## TEXTO FORNECIDO
12 perguntas céticas sobre astrologia

[Texto publicado no Universo Racionalista]

Manuscrito zodíaco do século 14.


Uma das crenças mais arraigadas no imaginário popular diz respeito, na sua forma tradicional, a uma possível divinação baseada na posição de astros e movimentos de corpos celestes com relação ao momento do nascimento do indivíduo. O ramo da astrologia mais popular atualmente, pelo menos no ocidente, foi estabelecido pelos gregos que basicamente fundamentaram algo que já vinha sido desenvolvido pelos babilônios 450 anos antes de Cristo.
Em virtude da popular aceitação das 12 divisões ocidentais dos signos dos zodíacos, o presente texto pretende fazer um exercício cético através de 12 perguntas céticas sobre a astrologia. Não tem intenção de ser um texto definitivo, mas apenas uma iniciação para aqueles que ainda não têm opinião formada, e para os que têm vale a provocação saudável.

## DADOS DE ENTRADA
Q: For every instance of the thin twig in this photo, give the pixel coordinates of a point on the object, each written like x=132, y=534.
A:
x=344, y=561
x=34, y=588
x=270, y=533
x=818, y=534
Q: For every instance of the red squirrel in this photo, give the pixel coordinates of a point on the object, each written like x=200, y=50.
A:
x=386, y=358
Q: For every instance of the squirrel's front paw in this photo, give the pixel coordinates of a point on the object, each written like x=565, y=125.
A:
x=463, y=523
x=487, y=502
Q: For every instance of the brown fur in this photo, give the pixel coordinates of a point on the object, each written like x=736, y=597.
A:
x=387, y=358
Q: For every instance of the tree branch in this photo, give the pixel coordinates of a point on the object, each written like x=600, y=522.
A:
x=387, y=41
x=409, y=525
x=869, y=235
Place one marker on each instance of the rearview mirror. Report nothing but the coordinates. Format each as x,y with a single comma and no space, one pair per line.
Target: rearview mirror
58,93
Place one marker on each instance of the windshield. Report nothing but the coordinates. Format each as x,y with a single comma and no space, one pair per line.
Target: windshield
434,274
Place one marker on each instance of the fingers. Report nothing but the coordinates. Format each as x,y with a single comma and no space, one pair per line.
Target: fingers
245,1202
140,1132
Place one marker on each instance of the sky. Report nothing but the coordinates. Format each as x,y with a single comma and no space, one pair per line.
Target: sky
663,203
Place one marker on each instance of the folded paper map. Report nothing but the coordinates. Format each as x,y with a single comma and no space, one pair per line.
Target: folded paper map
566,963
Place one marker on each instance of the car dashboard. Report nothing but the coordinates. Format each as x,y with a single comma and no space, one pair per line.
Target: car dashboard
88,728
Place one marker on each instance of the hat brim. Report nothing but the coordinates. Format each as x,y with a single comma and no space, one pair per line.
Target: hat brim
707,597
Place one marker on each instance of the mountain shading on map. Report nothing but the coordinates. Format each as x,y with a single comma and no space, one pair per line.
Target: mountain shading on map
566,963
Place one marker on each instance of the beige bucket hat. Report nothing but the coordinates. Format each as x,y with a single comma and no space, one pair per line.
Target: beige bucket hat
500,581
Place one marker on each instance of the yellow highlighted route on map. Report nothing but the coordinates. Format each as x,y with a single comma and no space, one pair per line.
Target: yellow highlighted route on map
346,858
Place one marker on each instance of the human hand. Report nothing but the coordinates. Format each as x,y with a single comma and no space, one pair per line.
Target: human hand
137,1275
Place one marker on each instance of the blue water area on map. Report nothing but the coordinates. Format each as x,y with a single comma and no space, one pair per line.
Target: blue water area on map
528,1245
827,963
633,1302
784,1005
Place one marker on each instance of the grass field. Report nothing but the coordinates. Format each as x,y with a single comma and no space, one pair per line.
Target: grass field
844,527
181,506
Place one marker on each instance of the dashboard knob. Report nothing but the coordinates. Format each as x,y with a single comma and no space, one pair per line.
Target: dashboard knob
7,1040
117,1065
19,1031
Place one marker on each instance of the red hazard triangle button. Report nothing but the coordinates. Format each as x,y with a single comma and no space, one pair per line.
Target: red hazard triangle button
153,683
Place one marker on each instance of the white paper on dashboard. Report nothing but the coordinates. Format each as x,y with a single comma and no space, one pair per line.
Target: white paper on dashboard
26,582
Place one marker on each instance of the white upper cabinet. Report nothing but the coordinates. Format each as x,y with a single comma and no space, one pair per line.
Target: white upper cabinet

## PARTES DO EXERCÍCIO
- a) Liste, sem repetir, todos os números escritos em algarismos no texto sobre astrologia.
- b) Responda às perguntas sobre o texto sobre astrologia.
(i) Onde o texto foi publicado?
(ii) De que século é o manuscrito zodíaco?
(iii) Qual povo estabeleceu o ramo da astrologia mais popular atualmente no ocidente?
- c) Dê continuidade ao texto sobre astrologia a partir da última frase apresentada.

## RESPOSTAS NUMERADAS
- a) 12, 14, 450

- b)
(i) No Universo Racionalista.
(ii) Do século 14.
(iii) Os gregos.

- c)
É fácil encontrar excelentes textos complementares (aqui, aqui, aqui, aqui, aqui e aqui), bem como vídeos e áudios (aqui e aqui) sobre o assunto na internet. Além disso, estudos experimentais já foram publicados em jornais científicos avaliados por pares com o objetivo de estudar a validade da hipótese astrológica, e nenhum desses mostrou resultado favorável para a validade da prática. Em síntese, vários desses estudos mostram que não há diferença significativa entre o acaso e as previsões astrológicas. Em outras palavras, se uma pessoa não astróloga tentar divinações ela provavelmente terá uma taxa de acerto não muito distinta daquela obtida pelo astrólogo. Alguns desses estudos são: estudo empírico da personalidade e fatores astrológicos, diferenças de personalidade entre gêmeos, demonstração da não eficácia da astrologia, estudos de meta-análise (uma técnica estatística desenvolvida para integrar os resultados de diversos estudos) sugerem que os astrólogos não são capazes de predizer com significância maior seus resultados do que se esperaria se alguém fizesse semelhantes predições ao acaso.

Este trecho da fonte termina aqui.